**PROBLEM DESCRIPTION**: Rewrite the material from the line containing "Batch job spec — class: space" through the line containing "[126,53,168,198]", keeping every line, requests included. Increase each box coordinate in the answers by 145.

**Collection entries**:

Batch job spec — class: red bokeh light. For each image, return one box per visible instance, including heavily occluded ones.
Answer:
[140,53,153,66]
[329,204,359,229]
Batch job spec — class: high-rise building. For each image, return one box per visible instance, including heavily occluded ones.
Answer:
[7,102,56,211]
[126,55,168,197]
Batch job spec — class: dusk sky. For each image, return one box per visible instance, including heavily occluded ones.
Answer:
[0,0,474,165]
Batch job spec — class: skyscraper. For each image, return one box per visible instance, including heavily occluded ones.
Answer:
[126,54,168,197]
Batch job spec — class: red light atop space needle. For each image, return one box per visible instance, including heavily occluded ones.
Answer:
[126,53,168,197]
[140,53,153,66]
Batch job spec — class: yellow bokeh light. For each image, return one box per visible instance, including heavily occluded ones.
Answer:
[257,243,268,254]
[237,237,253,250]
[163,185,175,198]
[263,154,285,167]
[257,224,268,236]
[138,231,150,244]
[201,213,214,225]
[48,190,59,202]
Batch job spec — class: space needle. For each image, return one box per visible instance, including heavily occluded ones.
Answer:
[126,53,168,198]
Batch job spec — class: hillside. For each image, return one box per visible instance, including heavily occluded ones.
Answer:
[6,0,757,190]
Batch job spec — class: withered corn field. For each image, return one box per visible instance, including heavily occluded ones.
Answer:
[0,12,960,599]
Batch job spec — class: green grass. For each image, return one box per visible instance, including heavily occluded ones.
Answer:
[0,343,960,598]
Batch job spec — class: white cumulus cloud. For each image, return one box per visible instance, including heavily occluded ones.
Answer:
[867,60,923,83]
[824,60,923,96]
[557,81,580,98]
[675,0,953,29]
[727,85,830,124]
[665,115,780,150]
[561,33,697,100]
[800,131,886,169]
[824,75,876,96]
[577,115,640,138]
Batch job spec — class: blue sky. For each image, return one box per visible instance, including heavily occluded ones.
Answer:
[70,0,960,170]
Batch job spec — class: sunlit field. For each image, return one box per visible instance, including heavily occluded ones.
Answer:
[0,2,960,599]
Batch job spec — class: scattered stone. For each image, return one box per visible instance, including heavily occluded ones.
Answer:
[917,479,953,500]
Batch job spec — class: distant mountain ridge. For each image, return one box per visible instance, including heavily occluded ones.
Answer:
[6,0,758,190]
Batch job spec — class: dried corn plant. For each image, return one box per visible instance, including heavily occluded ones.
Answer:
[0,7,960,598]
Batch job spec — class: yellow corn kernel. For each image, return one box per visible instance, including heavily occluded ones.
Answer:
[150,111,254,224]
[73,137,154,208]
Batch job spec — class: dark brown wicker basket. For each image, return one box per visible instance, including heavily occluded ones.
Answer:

**THE SOLUTION**:
Batch job spec — class: space needle. For each image, return one box per visible instance, including heavily occluded ones.
Answer:
[271,198,313,343]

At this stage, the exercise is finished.